• TASK DESCRIPTION:
Every entry must be output exactly as it is written.

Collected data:
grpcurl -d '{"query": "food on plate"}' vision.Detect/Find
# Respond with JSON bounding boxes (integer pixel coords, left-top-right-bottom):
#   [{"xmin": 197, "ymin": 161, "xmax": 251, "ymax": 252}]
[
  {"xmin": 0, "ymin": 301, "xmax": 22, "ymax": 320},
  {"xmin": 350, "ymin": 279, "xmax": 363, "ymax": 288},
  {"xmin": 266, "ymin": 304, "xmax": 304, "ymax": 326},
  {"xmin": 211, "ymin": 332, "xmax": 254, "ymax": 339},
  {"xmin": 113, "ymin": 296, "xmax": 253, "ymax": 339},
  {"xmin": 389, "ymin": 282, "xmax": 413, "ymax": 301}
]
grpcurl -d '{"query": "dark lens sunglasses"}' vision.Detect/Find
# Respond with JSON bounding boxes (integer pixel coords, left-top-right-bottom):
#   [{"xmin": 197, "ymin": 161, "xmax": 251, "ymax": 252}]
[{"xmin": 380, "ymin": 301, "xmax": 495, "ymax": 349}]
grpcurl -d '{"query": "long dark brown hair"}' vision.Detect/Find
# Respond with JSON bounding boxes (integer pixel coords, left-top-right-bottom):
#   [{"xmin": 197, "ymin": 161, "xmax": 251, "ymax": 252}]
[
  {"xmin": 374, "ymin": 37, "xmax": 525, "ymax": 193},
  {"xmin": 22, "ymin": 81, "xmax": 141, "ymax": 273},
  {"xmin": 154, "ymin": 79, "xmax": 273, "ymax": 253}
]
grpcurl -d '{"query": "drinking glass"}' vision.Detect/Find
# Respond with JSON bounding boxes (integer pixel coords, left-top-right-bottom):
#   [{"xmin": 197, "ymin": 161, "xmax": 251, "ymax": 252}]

• FINISHED TASK:
grpcurl -d '{"query": "food on plate"}' vision.Detect/Find
# Respond with JSON bounding boxes (integer pixel coords, left-top-right-bottom):
#   [{"xmin": 197, "ymin": 161, "xmax": 251, "ymax": 252}]
[
  {"xmin": 0, "ymin": 301, "xmax": 22, "ymax": 320},
  {"xmin": 350, "ymin": 279, "xmax": 363, "ymax": 288},
  {"xmin": 266, "ymin": 304, "xmax": 304, "ymax": 326},
  {"xmin": 211, "ymin": 332, "xmax": 254, "ymax": 339},
  {"xmin": 113, "ymin": 296, "xmax": 253, "ymax": 339},
  {"xmin": 389, "ymin": 282, "xmax": 413, "ymax": 301}
]
grpcurl -d '{"query": "dark lens sunglasses"}' vision.Detect/Find
# Respond with JSON bounding boxes (integer pixel coords, left-top-right-bottom):
#   [{"xmin": 197, "ymin": 161, "xmax": 251, "ymax": 252}]
[{"xmin": 380, "ymin": 301, "xmax": 495, "ymax": 349}]
grpcurl -d '{"query": "long dark brown hair"}' vision.Detect/Find
# Respond with JSON bounding boxes (integer pixel coords, left-top-right-bottom):
#   [{"xmin": 197, "ymin": 161, "xmax": 251, "ymax": 252}]
[
  {"xmin": 374, "ymin": 37, "xmax": 525, "ymax": 193},
  {"xmin": 22, "ymin": 81, "xmax": 141, "ymax": 273},
  {"xmin": 154, "ymin": 79, "xmax": 273, "ymax": 253}
]
grpcurl -d '{"query": "drinking glass"}' vision.Detect/Find
# Respond with JSON bounding boxes (integer pixel coords, left-top-right-bottom):
#   [{"xmin": 197, "ymin": 161, "xmax": 251, "ymax": 252}]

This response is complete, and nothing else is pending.